● **Problem details**: In the text below on the RPMM health-monitoring model, revise the passage from "Moreover, the implementation" up to and including "GDPR and HIPAA.", replacing "patient confidence" with "patient trust".

● **Text provided**:
_ _ _ _

The proposed model RPMM is an ensemble deep learning marvel that seamlessly combines CNN with LSTM in this ground-breaking investigation of healthcare technology. The RPMM system, which is specifically made for Internet of Things (IoT) devices, has been shown to have an outstanding accuracy rate of 97.23% when tested over a range of vital health parameters, such as heart rate, blood pressure, pulse, temperature, activity level, weight management, respiratory rate, medication adherence, sleep patterns, and oxygen levels. The model works well with Internet of Things wearables by utilizing CNN's spatial analysis and feature extraction capabilities in conjunction with LSTM's skillful temporal sequence modeling to collect physiological data in real time. Early diagnosis of cannabis is made easier by RPMM outstanding effectiveness in spotting trends and irregularities in vital sign data. This research represents a major advancement in the development of deep learning applications for the Internet of Things in healthcare, as well as a demonstration of the potential of ensemble models to improve timeliness and accuracy in health monitoring. Future research could focus on improving RPMM by adding more health parameters, examining its interpretability for clinical use, and looking into real-world data integration for ongoing model updates. This would guarantee RPMM flexibility and effectiveness in a range of healthcare scenarios and further advance RPM systems.

Future enhancement

A number of drawbacks in the suggested Ensemble LSTM-CNN Model could make it less useful and applicable in actual healthcare environments. First and foremost, there is a big problem with the model's limited generalization to different patient groups with different medical profiles and demographics. Future studies should concentrate on utilizing domain adaptation tactics and data augmentation approaches to improve the model's resilience across diverse patient cohorts in an effort to lessen this constraint. Another significant concern is the inherent lack of interpretability and explainability in deep learning models, such as the Ensemble LSTM-CNN. To overcome this obstacle, interpretability strategies like attention mechanisms or post-hoc explanation approaches like SHAP must be integrated in order to clarify the variables affecting model predictions and help physicians comprehend and have confidence in the model's judgments.

Moreover, the implementation of the suggested model in extensive healthcare systems may give rise to scalability concerns, which could hinder its ability to monitor real-time data. It is crucial to maximize model inference speed and computational efficiency using distributed computing frameworks and hardware acceleration in order to get past this obstacle. Furthermore, maintaining patient confidence and regulatory compliance in remote patient monitoring systems depends critically on data privacy and security. Safeguards against data breaches and privacy violations must include robust encryption, anonymization, and compliance with legal standards like GDPR and HIPAA.

Furthermore, even though the suggested approach shows potential in experimental settings, there are a lot of obstacles to overcome before it can be validated and used in actual clinical situations. Thorough clinical validation investigations, encompassing randomized controlled trials and usability evaluations, are essential for evaluating the model's practical efficacy, clinical relevance, and influence on patient results. Fostering acceptance and adoption of the suggested method within clinical practice requires early interaction with clinicians, collaboration with healthcare institutions and stakeholders, and resolving their views and concerns.

_ _ _ _

● **Extracted data**:
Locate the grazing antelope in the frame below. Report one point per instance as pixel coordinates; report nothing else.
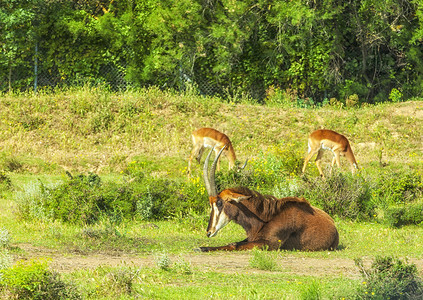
(324, 139)
(209, 137)
(287, 223)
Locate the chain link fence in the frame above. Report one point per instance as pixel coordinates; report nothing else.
(32, 74)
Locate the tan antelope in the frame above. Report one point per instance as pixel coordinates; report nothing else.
(211, 138)
(324, 139)
(270, 223)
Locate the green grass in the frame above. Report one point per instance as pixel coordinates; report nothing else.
(92, 130)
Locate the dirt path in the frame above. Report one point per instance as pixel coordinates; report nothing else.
(232, 262)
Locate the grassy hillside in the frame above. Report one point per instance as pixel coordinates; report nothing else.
(146, 136)
(94, 130)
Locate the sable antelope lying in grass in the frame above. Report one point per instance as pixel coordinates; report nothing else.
(209, 137)
(287, 223)
(324, 139)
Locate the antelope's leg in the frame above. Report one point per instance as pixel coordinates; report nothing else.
(318, 162)
(196, 153)
(307, 159)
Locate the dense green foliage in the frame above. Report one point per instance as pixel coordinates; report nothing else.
(390, 278)
(354, 51)
(33, 280)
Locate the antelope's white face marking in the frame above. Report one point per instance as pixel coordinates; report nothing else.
(218, 219)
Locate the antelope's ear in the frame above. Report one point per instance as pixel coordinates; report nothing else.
(229, 195)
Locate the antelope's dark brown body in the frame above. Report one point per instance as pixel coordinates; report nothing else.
(287, 223)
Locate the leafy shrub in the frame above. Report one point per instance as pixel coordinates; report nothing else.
(389, 278)
(410, 214)
(344, 195)
(263, 259)
(33, 280)
(397, 187)
(156, 198)
(84, 199)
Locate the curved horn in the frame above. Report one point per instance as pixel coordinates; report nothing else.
(206, 175)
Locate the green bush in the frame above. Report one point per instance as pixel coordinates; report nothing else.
(389, 278)
(410, 214)
(345, 195)
(396, 187)
(85, 199)
(33, 280)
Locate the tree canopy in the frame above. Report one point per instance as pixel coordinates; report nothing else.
(316, 49)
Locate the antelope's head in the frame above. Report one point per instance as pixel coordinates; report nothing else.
(221, 207)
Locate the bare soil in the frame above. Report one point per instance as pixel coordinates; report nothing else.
(227, 262)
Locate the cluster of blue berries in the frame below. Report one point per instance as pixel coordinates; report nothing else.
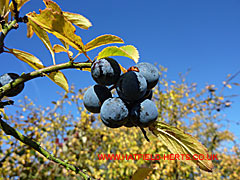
(133, 106)
(8, 78)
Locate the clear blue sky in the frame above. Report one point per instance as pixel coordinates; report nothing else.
(201, 35)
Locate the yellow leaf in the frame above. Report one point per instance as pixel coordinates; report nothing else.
(126, 51)
(102, 40)
(4, 114)
(132, 51)
(35, 63)
(78, 20)
(43, 36)
(52, 5)
(56, 23)
(20, 3)
(178, 142)
(30, 31)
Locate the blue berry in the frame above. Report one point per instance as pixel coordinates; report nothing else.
(95, 96)
(105, 71)
(149, 72)
(114, 112)
(8, 78)
(144, 114)
(131, 86)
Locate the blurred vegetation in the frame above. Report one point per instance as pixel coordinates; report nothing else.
(71, 133)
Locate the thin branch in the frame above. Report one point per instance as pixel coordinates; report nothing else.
(39, 73)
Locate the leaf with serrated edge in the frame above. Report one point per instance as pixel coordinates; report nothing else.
(179, 142)
(43, 36)
(117, 51)
(103, 40)
(142, 173)
(59, 26)
(57, 77)
(52, 5)
(131, 50)
(30, 31)
(78, 20)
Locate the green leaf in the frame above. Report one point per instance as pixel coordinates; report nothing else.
(59, 26)
(4, 5)
(78, 20)
(57, 77)
(30, 31)
(43, 36)
(126, 51)
(179, 142)
(28, 58)
(52, 5)
(103, 40)
(142, 173)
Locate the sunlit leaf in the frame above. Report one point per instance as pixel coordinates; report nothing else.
(142, 173)
(122, 69)
(20, 3)
(132, 51)
(30, 31)
(102, 40)
(78, 20)
(179, 142)
(57, 48)
(52, 5)
(4, 5)
(55, 23)
(59, 78)
(2, 112)
(35, 63)
(28, 58)
(43, 36)
(126, 51)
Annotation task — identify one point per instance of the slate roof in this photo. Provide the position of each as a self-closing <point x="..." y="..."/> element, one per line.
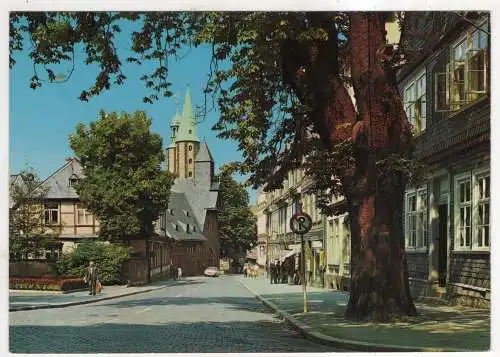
<point x="204" y="154"/>
<point x="200" y="197"/>
<point x="58" y="182"/>
<point x="180" y="215"/>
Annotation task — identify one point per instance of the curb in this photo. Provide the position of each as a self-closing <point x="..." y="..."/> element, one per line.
<point x="83" y="302"/>
<point x="348" y="345"/>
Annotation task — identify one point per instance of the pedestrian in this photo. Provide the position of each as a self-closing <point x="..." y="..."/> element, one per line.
<point x="277" y="274"/>
<point x="271" y="272"/>
<point x="91" y="277"/>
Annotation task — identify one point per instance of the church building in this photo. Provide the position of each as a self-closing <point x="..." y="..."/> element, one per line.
<point x="190" y="221"/>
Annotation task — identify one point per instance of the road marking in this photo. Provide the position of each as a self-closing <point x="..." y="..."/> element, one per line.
<point x="144" y="310"/>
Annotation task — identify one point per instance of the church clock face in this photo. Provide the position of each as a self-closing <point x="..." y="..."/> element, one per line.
<point x="300" y="223"/>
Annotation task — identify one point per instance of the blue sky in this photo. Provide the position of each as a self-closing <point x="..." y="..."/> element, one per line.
<point x="41" y="120"/>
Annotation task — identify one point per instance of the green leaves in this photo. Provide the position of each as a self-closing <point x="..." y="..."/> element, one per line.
<point x="237" y="224"/>
<point x="124" y="186"/>
<point x="108" y="257"/>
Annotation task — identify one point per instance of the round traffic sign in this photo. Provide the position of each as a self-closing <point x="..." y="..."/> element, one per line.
<point x="300" y="223"/>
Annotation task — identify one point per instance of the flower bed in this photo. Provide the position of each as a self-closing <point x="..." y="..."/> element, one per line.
<point x="52" y="284"/>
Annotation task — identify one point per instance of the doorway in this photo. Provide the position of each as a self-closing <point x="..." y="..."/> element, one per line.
<point x="442" y="243"/>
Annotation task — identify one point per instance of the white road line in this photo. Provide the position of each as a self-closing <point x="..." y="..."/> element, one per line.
<point x="144" y="310"/>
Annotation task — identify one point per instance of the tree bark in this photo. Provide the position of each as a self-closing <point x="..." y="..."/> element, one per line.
<point x="379" y="277"/>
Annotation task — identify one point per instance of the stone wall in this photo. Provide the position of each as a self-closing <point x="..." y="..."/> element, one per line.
<point x="29" y="269"/>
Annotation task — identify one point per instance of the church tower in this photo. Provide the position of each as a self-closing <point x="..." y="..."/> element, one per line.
<point x="184" y="144"/>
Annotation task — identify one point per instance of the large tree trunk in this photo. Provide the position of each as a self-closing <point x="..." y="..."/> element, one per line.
<point x="379" y="278"/>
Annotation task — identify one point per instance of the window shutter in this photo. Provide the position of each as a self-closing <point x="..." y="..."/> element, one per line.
<point x="442" y="90"/>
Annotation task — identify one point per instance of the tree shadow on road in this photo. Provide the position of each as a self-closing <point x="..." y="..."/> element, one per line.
<point x="197" y="337"/>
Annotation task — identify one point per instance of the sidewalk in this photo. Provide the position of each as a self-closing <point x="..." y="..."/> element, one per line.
<point x="438" y="327"/>
<point x="21" y="300"/>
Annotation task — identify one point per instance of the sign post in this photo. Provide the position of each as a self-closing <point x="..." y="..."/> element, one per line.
<point x="301" y="223"/>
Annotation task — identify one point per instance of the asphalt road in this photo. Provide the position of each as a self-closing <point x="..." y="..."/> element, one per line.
<point x="202" y="315"/>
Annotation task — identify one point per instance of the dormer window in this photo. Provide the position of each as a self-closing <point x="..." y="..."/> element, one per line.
<point x="73" y="181"/>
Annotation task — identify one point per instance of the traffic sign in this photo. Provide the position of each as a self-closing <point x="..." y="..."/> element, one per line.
<point x="300" y="223"/>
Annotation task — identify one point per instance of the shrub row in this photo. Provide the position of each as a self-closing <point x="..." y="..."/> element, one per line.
<point x="46" y="284"/>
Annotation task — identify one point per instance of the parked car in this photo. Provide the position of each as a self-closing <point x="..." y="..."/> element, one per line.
<point x="211" y="271"/>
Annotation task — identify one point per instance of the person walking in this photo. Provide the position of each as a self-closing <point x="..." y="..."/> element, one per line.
<point x="92" y="277"/>
<point x="277" y="275"/>
<point x="271" y="272"/>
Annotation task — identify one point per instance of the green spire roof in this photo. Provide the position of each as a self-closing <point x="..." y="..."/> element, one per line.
<point x="174" y="127"/>
<point x="187" y="124"/>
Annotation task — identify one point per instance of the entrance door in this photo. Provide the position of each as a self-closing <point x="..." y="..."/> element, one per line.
<point x="443" y="243"/>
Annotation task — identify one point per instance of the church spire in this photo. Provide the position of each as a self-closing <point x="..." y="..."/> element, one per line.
<point x="187" y="126"/>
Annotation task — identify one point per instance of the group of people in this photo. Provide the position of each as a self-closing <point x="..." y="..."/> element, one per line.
<point x="176" y="272"/>
<point x="281" y="272"/>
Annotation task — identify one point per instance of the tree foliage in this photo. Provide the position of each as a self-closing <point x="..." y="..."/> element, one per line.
<point x="28" y="233"/>
<point x="124" y="186"/>
<point x="237" y="224"/>
<point x="108" y="257"/>
<point x="320" y="85"/>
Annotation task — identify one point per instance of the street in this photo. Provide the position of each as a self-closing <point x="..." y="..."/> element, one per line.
<point x="201" y="315"/>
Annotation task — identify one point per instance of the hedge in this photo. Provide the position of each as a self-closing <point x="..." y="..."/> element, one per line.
<point x="46" y="284"/>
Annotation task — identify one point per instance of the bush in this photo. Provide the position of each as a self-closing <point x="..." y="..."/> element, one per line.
<point x="49" y="284"/>
<point x="108" y="257"/>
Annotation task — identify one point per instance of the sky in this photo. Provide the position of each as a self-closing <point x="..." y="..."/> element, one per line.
<point x="41" y="120"/>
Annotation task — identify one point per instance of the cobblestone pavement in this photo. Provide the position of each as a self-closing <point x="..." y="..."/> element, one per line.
<point x="20" y="298"/>
<point x="202" y="315"/>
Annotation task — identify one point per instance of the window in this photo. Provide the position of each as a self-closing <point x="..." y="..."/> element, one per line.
<point x="466" y="77"/>
<point x="483" y="211"/>
<point x="330" y="245"/>
<point x="73" y="181"/>
<point x="416" y="219"/>
<point x="347" y="241"/>
<point x="84" y="217"/>
<point x="464" y="202"/>
<point x="51" y="214"/>
<point x="415" y="103"/>
<point x="472" y="210"/>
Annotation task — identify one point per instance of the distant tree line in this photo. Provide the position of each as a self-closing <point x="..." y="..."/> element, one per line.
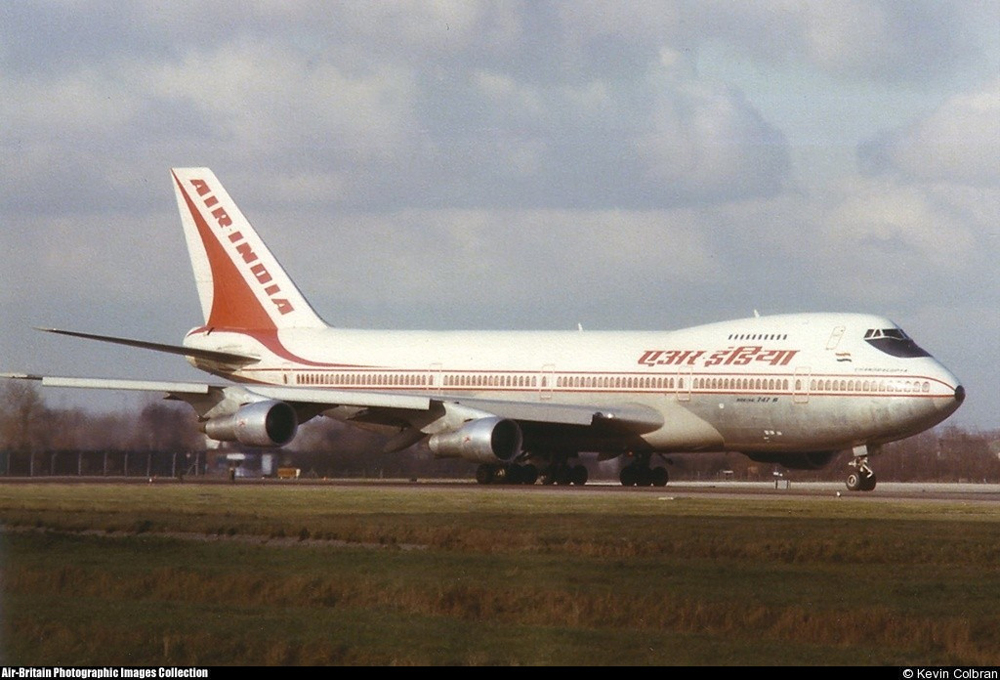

_ _ _ _

● **Solution for this exercise**:
Moreover, the implementation of the suggested model in extensive healthcare systems may give rise to scalability concerns, which could hinder its ability to monitor real-time data. It is crucial to maximize model inference speed and computational efficiency using distributed computing frameworks and hardware acceleration in order to get past this obstacle. Furthermore, maintaining patient trust and regulatory compliance in remote patient monitoring systems depends critically on data privacy and security. Safeguards against data breaches and privacy violations must include robust encryption, anonymization, and compliance with legal standards like GDPR and HIPAA.